#### EXERCISE PROMPT:
The reply should hold nothing except the lines from the one with "Practice. Put a dot on the window frame" through the end of the entries, duplicated exactly and with no pictures.

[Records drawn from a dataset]
==========

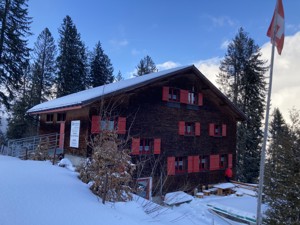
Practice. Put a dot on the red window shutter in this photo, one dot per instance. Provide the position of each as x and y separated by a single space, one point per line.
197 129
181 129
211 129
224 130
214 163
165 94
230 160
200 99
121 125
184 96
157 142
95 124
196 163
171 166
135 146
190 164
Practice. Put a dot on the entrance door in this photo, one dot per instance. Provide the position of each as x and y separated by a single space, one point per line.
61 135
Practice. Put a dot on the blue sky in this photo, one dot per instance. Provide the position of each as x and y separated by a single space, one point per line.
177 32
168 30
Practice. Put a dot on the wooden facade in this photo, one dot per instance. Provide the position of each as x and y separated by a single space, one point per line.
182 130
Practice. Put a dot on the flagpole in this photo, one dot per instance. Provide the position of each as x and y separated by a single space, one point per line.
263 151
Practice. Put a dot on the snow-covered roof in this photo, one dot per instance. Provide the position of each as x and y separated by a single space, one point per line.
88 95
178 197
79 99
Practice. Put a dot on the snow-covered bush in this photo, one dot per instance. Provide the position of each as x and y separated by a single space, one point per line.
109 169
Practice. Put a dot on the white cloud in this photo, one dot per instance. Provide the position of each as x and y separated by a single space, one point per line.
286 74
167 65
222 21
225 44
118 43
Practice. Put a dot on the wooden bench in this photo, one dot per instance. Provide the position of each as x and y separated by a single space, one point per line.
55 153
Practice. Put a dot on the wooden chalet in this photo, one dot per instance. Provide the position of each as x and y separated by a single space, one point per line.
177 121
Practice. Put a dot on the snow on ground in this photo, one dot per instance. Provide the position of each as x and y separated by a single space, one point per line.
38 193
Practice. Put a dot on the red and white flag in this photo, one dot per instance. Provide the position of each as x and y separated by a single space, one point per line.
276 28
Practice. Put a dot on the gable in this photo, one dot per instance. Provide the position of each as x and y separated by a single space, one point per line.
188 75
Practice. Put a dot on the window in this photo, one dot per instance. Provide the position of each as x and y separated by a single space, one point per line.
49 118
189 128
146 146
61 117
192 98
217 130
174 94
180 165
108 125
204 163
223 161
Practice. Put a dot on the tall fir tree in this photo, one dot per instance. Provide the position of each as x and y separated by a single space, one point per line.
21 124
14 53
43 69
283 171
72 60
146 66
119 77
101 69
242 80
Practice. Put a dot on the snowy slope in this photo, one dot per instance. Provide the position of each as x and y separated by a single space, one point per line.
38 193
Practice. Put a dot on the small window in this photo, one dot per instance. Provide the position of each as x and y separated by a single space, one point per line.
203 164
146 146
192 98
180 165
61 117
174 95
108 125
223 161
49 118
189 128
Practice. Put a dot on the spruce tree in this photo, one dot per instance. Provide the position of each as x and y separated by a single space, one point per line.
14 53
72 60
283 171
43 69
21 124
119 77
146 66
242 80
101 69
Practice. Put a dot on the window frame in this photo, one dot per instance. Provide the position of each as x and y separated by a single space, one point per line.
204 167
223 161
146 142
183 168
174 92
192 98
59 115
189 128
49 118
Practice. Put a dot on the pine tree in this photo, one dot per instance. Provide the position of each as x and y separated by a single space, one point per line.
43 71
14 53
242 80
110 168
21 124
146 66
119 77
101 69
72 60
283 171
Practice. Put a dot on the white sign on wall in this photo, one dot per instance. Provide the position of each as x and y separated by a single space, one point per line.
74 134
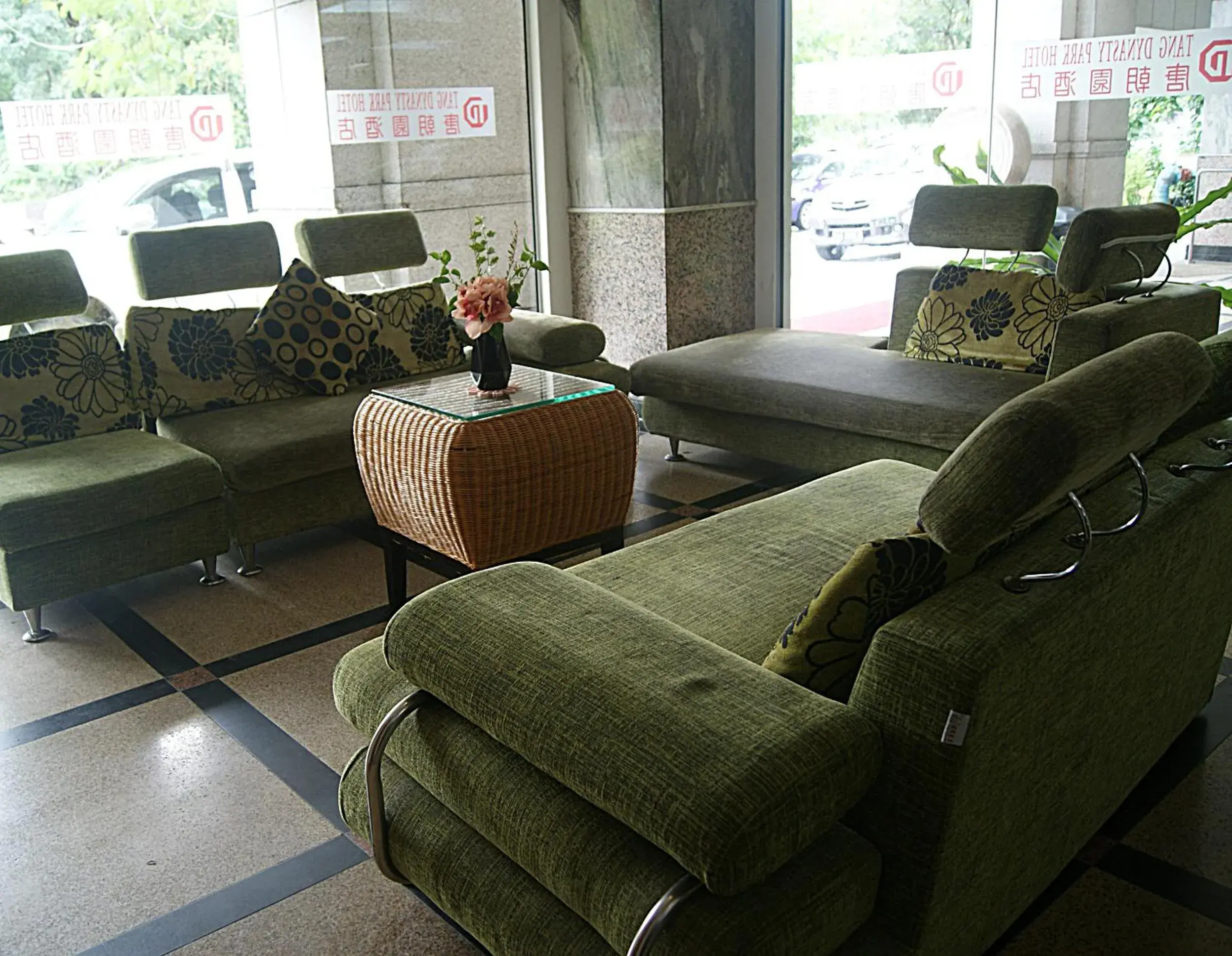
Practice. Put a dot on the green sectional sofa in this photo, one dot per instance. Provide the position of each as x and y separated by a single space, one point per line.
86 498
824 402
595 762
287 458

==========

#### ANSWER SECTION:
Practice. Put a dot on the window frame in this photo, one dot per instance. Provide the position of each as x and y separated by a single space, one point per line.
204 167
223 161
146 142
183 168
174 92
192 98
59 115
189 128
49 118
Practice. Put a dot on the pine tree in this photo, one dot per instance. Provide the position of each as x and y separated by a single space, one point per line.
43 71
14 53
242 80
110 168
21 124
146 66
119 77
101 69
72 60
283 171
Practice. Put a dot on the white sign on wall in this photo, one dot per instance. Provide the position of each as x and y separated by a single space, one point per line.
74 134
Practice. Put a dot on the green sectional sofa in this photo, one dot per instance. Provide the position of each as x and y separated by a single space, one point per line.
86 498
824 402
595 762
287 458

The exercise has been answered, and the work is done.